__Task directions__. Extract each line of the listing below that contains the string "trace".

__Dataset records__.
%%
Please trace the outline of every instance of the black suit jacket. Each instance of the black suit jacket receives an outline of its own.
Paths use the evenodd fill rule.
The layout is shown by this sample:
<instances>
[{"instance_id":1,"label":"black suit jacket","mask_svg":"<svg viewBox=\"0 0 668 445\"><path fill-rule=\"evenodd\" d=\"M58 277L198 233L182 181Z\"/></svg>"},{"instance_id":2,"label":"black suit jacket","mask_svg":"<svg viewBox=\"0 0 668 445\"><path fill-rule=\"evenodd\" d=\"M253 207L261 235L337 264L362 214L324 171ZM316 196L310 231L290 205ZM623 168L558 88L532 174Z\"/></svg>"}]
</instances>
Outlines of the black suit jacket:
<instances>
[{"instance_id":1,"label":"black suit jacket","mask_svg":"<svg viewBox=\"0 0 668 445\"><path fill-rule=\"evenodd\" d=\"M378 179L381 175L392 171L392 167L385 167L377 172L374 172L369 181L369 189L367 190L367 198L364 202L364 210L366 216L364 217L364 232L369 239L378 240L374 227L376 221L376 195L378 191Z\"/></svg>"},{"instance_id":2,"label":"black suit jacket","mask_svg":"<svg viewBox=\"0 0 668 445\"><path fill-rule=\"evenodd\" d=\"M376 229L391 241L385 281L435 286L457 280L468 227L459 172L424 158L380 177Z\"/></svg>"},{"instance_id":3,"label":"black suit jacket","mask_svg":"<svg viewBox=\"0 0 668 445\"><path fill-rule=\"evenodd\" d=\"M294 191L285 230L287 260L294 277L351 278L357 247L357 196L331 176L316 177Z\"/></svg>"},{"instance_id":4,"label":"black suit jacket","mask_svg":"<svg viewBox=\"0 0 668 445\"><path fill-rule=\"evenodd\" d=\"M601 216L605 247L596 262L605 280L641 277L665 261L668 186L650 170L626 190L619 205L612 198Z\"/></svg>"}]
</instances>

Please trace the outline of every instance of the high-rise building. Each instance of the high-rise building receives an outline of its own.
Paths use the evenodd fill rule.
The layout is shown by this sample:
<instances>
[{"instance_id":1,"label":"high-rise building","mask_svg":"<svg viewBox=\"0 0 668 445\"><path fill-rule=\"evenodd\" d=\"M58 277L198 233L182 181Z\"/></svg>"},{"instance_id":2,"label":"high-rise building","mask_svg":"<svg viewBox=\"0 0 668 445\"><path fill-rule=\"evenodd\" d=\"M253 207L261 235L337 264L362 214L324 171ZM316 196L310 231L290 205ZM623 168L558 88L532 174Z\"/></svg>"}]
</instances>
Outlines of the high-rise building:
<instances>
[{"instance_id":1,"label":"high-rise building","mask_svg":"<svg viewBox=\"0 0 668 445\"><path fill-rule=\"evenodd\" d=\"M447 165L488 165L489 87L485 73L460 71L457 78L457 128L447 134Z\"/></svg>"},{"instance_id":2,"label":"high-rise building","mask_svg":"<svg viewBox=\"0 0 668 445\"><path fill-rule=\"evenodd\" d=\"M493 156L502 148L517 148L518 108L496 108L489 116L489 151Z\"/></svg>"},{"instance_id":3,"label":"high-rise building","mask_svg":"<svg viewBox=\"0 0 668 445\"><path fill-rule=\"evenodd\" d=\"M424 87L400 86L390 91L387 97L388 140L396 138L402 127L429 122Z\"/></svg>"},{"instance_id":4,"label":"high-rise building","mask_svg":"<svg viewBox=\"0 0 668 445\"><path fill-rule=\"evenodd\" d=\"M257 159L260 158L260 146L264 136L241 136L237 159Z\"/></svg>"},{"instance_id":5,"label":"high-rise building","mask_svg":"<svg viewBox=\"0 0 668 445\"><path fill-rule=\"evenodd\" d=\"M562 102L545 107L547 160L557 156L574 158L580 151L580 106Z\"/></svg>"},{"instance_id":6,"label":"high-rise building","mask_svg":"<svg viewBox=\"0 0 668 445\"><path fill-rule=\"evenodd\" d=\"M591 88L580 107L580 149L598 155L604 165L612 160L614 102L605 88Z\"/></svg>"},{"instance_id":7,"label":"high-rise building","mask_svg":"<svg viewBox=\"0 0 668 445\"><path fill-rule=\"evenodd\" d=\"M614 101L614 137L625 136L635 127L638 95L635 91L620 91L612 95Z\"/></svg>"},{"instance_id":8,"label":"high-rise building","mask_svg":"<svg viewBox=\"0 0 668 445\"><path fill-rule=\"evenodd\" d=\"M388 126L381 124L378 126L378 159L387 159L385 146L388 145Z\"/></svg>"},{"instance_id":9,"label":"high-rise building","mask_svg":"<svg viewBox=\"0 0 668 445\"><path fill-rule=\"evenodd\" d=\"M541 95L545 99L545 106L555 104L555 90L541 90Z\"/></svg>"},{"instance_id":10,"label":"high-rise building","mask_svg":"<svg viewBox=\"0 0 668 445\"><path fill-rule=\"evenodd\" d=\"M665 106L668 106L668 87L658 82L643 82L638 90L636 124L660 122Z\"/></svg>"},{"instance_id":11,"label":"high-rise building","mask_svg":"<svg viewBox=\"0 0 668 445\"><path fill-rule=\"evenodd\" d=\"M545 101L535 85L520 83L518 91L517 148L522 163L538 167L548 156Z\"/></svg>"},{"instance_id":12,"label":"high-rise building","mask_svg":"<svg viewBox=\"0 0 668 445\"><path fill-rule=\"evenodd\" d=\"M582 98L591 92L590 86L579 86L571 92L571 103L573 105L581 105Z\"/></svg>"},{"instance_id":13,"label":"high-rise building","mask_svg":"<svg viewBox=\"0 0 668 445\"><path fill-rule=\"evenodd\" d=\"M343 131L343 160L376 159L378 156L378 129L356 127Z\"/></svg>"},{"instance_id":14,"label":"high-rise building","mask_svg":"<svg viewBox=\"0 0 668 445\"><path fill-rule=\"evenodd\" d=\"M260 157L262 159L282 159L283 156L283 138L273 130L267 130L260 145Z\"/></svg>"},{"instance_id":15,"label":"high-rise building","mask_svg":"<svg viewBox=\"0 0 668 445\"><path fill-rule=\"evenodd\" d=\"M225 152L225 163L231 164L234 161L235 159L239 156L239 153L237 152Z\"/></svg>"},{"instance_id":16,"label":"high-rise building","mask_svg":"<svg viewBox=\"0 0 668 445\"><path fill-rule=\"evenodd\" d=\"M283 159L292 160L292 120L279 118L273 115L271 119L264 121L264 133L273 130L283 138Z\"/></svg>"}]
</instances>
%%
__Solution__.
Please trace the outline of every instance of the black suit jacket. Each instance of the black suit jacket receives an outline of its own.
Please trace the outline of every instance of the high-rise building. Each instance of the high-rise building receives an outline of its own.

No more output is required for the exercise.